The Defense Department’s vision of network-centric warfare is based on giving soldiers on the front line access to the knowledge in DOD’s Global Information Grid (GIG). But it’s turning out to be a lot easier to build a smart, high-functioning local network on a battlefield than it is to get data to it from the rest of GIG. DOD has struggled to build enough intelligence, reliability and flexibility into a global network that thoroughly meets the demands of the network-centric warfare vision.
The military realizes that building a smart, secure, global network that can provide situational awareness data to personnel in the field and commanders in the United States is more of a challenge than it anticipated, said Garrick Ngai, an aerospace and defense industry analyst at Frost and Sullivan, a business consulting firm.
On one hand, the Government Accountability Office has been sharply critical of the speed of development and risk of failure inherent in the Defense Department’s global network that is the foundation for the multibillion-dollar Future Combat Systems (FCS). On the other hand, projects that are more focused, such as Land Warrior (and its successor, Ground Soldier), Mounted Warrior and Air Warrior are proving to be functional successes that have overcome financial threats to their survival, Ngai said.

_Task instructions_
• 1. In the network-centric warfare passage, what project is named as the successor to Land Warrior?
• 2. Please decide whether each statement agrees with the network-centric warfare passage, answering yes or no and quoting the words that settle it. (a) Building a smart local network on a battlefield has proven easier than getting data to it from the rest of GIG. (b) Frost and Sullivan is a government agency. (c) The Government Accountability Office has praised the speed of development of the Defense Department's global network.
• 3. Render this sentence from the network-centric warfare passage in Spanish: "The Defense Department’s vision of network-centric warfare is based on giving soldiers on the front line access to the knowledge in DOD’s Global Information Grid (GIG)."
This material has no connection to the network-centric warfare passage.

Dataset rows on where objects appear:
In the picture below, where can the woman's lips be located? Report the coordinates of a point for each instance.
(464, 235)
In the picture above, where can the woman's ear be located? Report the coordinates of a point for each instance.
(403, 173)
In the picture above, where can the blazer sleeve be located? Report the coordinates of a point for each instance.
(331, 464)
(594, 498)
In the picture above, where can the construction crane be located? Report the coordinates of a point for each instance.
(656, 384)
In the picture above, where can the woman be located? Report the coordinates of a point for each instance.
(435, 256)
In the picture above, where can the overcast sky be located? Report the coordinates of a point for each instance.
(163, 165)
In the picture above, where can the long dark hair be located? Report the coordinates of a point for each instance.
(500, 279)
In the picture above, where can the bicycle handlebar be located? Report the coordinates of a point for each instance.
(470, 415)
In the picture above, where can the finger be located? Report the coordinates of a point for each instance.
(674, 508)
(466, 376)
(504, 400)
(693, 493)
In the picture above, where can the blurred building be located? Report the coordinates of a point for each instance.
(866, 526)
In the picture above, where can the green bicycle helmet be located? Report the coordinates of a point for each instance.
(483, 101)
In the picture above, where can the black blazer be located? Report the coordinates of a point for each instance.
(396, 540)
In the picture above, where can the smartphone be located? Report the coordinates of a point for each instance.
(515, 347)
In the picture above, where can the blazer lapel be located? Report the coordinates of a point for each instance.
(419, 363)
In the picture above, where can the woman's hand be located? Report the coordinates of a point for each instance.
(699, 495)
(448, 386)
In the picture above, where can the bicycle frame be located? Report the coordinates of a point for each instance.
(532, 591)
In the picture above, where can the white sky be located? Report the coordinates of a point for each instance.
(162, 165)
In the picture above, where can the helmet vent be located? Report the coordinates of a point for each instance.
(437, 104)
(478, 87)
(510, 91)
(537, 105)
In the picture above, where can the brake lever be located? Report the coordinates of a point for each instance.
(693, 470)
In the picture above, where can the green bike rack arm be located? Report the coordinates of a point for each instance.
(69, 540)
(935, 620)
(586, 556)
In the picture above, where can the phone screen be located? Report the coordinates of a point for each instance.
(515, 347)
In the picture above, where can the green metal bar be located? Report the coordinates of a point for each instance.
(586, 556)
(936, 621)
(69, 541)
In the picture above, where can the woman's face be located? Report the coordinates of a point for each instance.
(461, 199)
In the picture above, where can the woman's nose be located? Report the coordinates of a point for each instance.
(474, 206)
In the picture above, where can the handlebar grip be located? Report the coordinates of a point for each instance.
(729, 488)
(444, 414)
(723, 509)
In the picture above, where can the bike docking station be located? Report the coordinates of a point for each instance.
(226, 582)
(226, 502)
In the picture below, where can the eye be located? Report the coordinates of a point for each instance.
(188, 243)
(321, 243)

...

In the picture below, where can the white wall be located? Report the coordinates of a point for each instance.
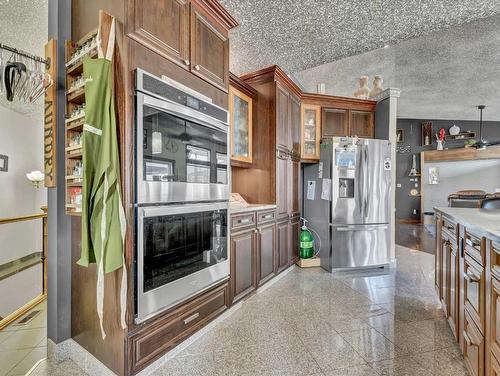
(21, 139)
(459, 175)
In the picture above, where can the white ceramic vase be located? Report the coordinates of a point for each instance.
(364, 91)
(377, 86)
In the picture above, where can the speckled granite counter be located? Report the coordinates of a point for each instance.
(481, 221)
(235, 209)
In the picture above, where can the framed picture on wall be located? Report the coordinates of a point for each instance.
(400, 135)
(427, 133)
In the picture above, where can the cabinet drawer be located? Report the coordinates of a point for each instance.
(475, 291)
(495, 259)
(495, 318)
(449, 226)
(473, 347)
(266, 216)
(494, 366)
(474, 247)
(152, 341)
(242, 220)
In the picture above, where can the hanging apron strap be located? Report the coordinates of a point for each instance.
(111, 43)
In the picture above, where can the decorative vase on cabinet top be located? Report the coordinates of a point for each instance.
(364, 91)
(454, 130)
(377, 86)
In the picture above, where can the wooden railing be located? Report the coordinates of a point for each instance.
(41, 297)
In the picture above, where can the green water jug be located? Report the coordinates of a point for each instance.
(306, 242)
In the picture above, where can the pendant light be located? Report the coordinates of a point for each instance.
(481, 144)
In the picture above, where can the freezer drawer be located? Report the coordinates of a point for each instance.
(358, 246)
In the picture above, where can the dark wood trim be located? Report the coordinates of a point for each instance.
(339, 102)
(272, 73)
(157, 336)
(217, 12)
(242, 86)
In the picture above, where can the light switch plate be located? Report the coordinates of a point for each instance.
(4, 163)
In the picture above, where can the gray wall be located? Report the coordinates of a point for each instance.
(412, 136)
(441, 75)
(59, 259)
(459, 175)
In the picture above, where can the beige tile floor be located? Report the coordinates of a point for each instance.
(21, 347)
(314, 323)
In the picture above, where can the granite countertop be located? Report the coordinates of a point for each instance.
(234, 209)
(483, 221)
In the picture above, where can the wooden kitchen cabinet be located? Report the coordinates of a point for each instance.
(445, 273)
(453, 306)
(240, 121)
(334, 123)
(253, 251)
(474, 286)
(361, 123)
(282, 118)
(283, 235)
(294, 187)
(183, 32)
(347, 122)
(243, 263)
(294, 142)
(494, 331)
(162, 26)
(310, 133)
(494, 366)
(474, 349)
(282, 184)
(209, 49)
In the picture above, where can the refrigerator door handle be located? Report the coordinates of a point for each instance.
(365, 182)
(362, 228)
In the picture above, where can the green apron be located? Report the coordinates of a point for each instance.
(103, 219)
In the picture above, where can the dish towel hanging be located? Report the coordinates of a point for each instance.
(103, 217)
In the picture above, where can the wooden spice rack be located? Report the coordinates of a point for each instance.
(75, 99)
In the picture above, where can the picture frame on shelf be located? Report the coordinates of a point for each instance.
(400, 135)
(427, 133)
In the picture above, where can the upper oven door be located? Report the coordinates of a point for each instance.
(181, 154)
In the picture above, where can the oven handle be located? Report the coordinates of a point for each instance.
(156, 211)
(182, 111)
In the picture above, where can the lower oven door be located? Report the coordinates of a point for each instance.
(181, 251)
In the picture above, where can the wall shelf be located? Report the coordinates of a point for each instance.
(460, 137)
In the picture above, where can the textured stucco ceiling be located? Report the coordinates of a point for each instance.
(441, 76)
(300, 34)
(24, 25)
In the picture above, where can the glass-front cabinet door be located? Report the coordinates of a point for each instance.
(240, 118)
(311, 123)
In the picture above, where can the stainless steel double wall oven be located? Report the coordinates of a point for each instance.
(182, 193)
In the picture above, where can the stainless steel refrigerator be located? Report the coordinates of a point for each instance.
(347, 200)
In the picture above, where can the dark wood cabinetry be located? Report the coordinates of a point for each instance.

_Worked answers_
• 1. Ground Soldier

• 2.
(a) Yes: "it’s turning out to be a lot easier to build a smart, high-functioning local network on a battlefield than it is to get data to it from the rest of GIG"
(b) No: "Frost and Sullivan, a business consulting firm"
(c) No: "the Government Accountability Office has been sharply critical of the speed of development"

• 3. La visión del Departamento de Defensa sobre la guerra centrada en redes se basa en dar a los soldados de primera línea acceso al conocimiento de la Red de Información Global (GIG) del DOD.